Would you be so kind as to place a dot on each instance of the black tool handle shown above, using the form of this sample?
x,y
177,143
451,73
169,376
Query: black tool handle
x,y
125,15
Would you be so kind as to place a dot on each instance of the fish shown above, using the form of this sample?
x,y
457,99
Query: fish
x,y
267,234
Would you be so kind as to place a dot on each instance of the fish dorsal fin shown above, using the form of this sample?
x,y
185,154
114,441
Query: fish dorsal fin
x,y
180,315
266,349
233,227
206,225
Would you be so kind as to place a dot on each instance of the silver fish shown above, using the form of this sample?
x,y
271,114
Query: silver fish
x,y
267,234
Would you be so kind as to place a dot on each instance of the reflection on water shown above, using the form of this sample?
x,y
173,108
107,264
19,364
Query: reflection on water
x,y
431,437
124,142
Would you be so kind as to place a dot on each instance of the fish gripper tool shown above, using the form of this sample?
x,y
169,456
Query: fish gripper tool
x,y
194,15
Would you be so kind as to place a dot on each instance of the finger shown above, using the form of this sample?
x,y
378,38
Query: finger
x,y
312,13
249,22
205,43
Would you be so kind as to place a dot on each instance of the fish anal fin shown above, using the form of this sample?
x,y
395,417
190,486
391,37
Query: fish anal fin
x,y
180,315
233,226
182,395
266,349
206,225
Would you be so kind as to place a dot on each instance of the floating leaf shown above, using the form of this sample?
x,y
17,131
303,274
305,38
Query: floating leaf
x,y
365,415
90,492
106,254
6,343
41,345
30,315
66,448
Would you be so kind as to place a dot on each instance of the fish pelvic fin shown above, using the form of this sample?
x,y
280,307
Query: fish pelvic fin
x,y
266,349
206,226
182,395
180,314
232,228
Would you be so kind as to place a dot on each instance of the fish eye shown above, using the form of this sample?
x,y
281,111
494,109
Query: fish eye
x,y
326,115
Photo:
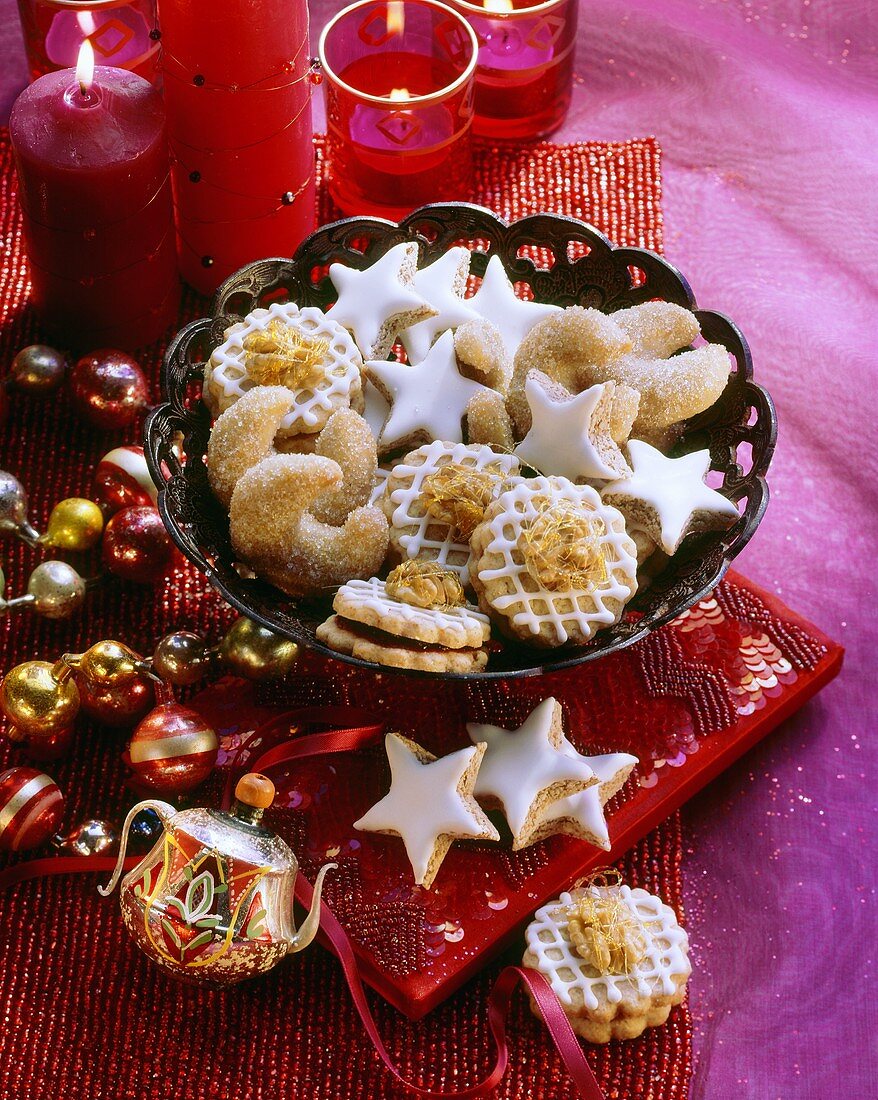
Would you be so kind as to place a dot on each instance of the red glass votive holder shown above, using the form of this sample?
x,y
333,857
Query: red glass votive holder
x,y
398,79
123,33
524,79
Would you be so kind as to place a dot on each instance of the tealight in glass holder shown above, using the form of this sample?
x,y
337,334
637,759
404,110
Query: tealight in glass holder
x,y
398,81
123,33
524,79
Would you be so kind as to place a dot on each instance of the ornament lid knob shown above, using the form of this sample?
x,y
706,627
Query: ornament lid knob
x,y
254,791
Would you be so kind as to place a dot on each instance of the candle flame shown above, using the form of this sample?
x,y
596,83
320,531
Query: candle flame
x,y
85,66
396,17
86,21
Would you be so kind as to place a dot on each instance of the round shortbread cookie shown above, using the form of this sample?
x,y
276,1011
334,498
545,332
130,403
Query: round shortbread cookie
x,y
415,534
606,1005
228,377
366,602
520,604
336,634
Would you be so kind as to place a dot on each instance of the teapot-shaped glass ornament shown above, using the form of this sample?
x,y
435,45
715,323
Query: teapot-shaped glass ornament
x,y
212,901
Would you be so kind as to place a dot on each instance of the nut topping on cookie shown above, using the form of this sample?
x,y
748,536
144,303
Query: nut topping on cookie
x,y
425,584
283,355
459,494
562,547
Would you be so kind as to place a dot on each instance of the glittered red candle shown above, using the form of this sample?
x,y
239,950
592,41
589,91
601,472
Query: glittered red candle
x,y
92,169
524,78
238,81
398,94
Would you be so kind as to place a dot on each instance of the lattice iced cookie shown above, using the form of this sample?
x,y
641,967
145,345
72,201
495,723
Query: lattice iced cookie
x,y
300,349
616,958
435,497
551,563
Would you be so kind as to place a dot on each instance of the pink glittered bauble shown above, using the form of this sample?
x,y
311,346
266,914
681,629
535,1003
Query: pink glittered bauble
x,y
31,809
122,480
172,750
108,388
136,547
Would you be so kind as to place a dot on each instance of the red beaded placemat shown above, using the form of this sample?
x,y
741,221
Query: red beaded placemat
x,y
84,1014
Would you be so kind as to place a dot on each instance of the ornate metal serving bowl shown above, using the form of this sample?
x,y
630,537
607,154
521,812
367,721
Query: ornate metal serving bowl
x,y
563,261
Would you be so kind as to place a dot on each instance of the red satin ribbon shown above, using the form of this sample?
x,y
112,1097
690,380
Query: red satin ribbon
x,y
349,739
562,1034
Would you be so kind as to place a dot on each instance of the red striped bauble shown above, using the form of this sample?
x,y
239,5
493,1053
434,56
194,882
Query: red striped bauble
x,y
31,809
172,750
122,480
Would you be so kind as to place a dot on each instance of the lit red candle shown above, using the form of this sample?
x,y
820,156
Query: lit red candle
x,y
524,78
398,94
92,166
238,81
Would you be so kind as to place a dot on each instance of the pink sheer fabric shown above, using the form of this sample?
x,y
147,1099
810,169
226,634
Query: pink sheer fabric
x,y
768,118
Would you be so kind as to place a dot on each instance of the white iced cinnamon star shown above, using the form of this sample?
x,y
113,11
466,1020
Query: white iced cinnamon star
x,y
570,435
526,769
430,804
377,301
667,497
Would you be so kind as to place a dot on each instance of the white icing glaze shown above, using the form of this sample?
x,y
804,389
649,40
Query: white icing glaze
x,y
430,397
377,490
585,809
496,301
229,372
372,594
666,956
376,407
424,803
588,609
375,296
560,437
520,763
673,488
438,284
409,512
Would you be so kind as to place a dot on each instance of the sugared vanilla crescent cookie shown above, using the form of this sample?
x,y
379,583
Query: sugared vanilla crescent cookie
x,y
436,496
616,958
551,563
302,349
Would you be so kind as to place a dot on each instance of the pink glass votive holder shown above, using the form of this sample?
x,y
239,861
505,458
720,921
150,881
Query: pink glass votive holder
x,y
524,79
398,81
123,33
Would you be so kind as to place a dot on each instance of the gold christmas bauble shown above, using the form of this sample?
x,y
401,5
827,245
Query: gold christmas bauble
x,y
107,663
75,524
252,651
182,658
35,701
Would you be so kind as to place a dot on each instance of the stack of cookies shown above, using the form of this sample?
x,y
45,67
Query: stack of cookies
x,y
516,450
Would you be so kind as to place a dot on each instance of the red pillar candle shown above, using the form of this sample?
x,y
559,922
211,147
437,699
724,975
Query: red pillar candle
x,y
238,83
92,168
399,103
524,78
121,32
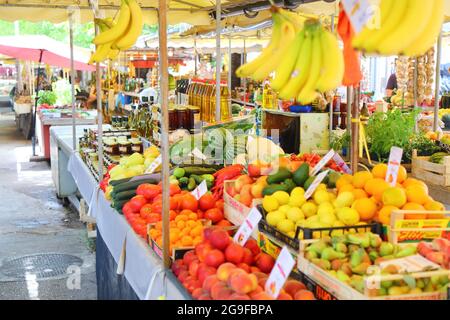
____________
◆ **EXERCISE AIM**: Retype the listing verbatim, minus every image.

◆ **FINISHED EXERCISE**:
Would you be so kind as to place a dot on each instance of the black tool handle shown above, using the form of this sample?
x,y
177,143
451,73
169,376
Query: black tool handle
x,y
125,15
Would you be so kind as to place a dot on each instance of the fish shown above, using the form of this sample?
x,y
457,99
Query: fish
x,y
267,234
Would you be so kind as to place a dot on each instance of the fish dorsal fin shown above, using the form of this sample?
x,y
185,154
114,441
Query: fish dorsal fin
x,y
180,315
266,349
233,227
206,225
Would you be so kind as to place a dot on each instance of the silver fish shown above, using the form of this sample?
x,y
271,114
Query: silver fish
x,y
267,234
Would you be so kind as to place a dot on each instance of the reflection on water shown above, using the form of this sample?
x,y
173,108
107,264
19,364
Query: reflection on water
x,y
431,437
124,142
Would you be so kind as to place a dot on each instance of the fish gripper tool shown above, using the form of this sample?
x,y
169,456
Query: fish gripper tool
x,y
194,15
Would you be so kind as to place a dot on each instance of the finger shown above, using the form of this sample?
x,y
378,38
Query: finger
x,y
312,13
249,22
205,43
Would you be so kind as to place a dot on each instance of the fish anal fin shown above, using the form of this sample?
x,y
395,417
190,486
391,37
Query: fish anal fin
x,y
180,315
233,226
182,395
266,349
206,225
Would you be so kind as to place a dot on each instance of the floating leaf shown above, using the form of this sample?
x,y
17,131
303,274
305,38
Query: floating leaf
x,y
365,415
90,492
106,254
6,343
41,345
30,315
66,448
Would you be so kind as to place a dot on each instance of the fish pelvic fin shown above, using the form of this sample?
x,y
280,307
Query: fish pelvic fin
x,y
266,349
206,226
182,395
180,314
232,228
Would you be so kind as to place a dot on each instance of the fish eye shown above, using the form of this sample?
x,y
281,111
494,109
Query: fish eye
x,y
326,115
Photo:
Would you be so kind as to place a dot on each instance of the red glass votive holder shown above, using the form of this sample?
x,y
333,857
Query: red glass votive holder
x,y
398,79
123,33
524,79
Would you be so kind as to place a dot on each instance of the tealight in glass holder shown above, using the form of this sample?
x,y
337,334
637,759
404,110
Query: tealight in glass holder
x,y
398,81
123,33
524,79
Would you be so kind as to place a dot on each instance of the ornament lid knob shown above, using the form of this sample?
x,y
706,627
Query: ornament lid knob
x,y
254,791
Would you be so kind as to place a dot on each instance of the candle flame shown above, using the form of this sample?
x,y
596,83
320,531
Query: candle flame
x,y
85,66
396,17
86,21
Would you be so kind as to place a dot on each instance of the round shortbread cookie shown above, using the form of this sample?
x,y
276,1011
334,498
545,332
130,403
Query: round shortbread cookie
x,y
415,534
606,1005
228,377
366,602
520,604
336,634
Would you be so kind as to place a dot on each instance of the teapot-shaped glass ornament shown above, using the form of this sample?
x,y
435,45
715,323
Query: teapot-shaped glass ornament
x,y
212,901
Would you be so kind as to place a dot on each instance of the nut topping on cookie shown above, using the form of this sample?
x,y
748,536
144,303
Query: nut topping on cookie
x,y
425,584
283,355
459,494
562,547
Would you be so kind as to place a dot on each instance of the glittered red candle shown above, using the form of this sample?
x,y
239,950
592,41
589,91
601,472
Query: glittered red candle
x,y
92,169
524,78
238,81
398,94
Would you be so kind as to place a dot on each instance of the lattice iced cookie shown above, using the form of this sample?
x,y
641,967
145,345
72,201
495,723
Query: lattice iced cookie
x,y
300,349
616,958
435,497
551,563
Would you be so kind as to place a dot on each instance of the pink glittered bauble shown above, using the form of this sample?
x,y
311,346
266,914
681,629
535,1003
Query: pink glittered bauble
x,y
31,809
122,480
172,750
108,388
136,547
Would you be so kind as to place a dot on each instance of the red beaded placemat shown above, using the form of this sample?
x,y
741,221
Query: red beaded placemat
x,y
84,1014
Would you be so kind as to place a dot on each instance of the ornate metal serving bowl shown above, using the form of this sample?
x,y
630,537
607,154
521,812
367,721
Query: ornate metal serving bowl
x,y
563,261
Would you be so kind as to place a dot on each instance of the red satin ribbon shown above, using the form of this sample?
x,y
112,1097
690,380
Query: red satin ribbon
x,y
349,739
562,1034
Would you be so kind as to place a dot on each instance of the red striped bauble shown above, using the form of this sample?
x,y
239,5
493,1053
434,56
194,882
Query: red striped bauble
x,y
31,809
172,750
122,480
Would you be so kind as to place a dot on each instance of the lit red candle shown above, using the form of this sample?
x,y
820,156
Query: lit red candle
x,y
524,78
398,94
92,166
238,81
Would you be so kind as to place a dot on each instance of the pink sheer fabric shown above, using the form of this sample?
x,y
147,1099
810,169
226,634
Query: pink sheer fabric
x,y
768,118
Would you be so kind as to place a dot on each instance of the white iced cinnamon star shown above, using the form of this sample?
x,y
113,11
466,1020
Query: white iced cinnamon star
x,y
570,435
526,769
430,804
377,301
667,497
Would you be so kind as to place a dot on each instance of the white icing glaze shown above, using the form of this sample?
x,y
804,389
649,40
Query: white icing glaze
x,y
430,397
377,490
585,809
496,301
229,372
372,594
666,956
376,407
424,803
588,609
375,296
560,437
520,763
673,488
438,284
409,512
Would you be so kind as to place a dot on each instance of the sugared vanilla crescent cookie shown above, using the form of this sample?
x,y
379,583
Query: sugared vanilla crescent cookie
x,y
436,496
616,958
551,563
302,349
Would you be so kind as to place a dot on each instance of the pink glass votive holder shown above, using the form of this sample?
x,y
239,861
505,458
720,921
150,881
Query: pink glass votive holder
x,y
524,79
398,81
123,33
Would you be so kind as to place a dot on each instance of the gold christmas bauble shown above, using the form of this sample?
x,y
401,5
827,245
Query: gold christmas bauble
x,y
107,663
75,524
252,651
182,658
35,701
Would you be so kind as to place a dot on each instance of the stack of cookies shown above, using the form of this sample?
x,y
45,67
Query: stack of cookies
x,y
516,450
Would you be so kind as to place a dot on each instance of the red pillar candle shown above, using the form of this sample?
x,y
559,922
211,147
437,699
724,975
Query: red pillar candle
x,y
238,83
92,168
399,103
524,78
121,32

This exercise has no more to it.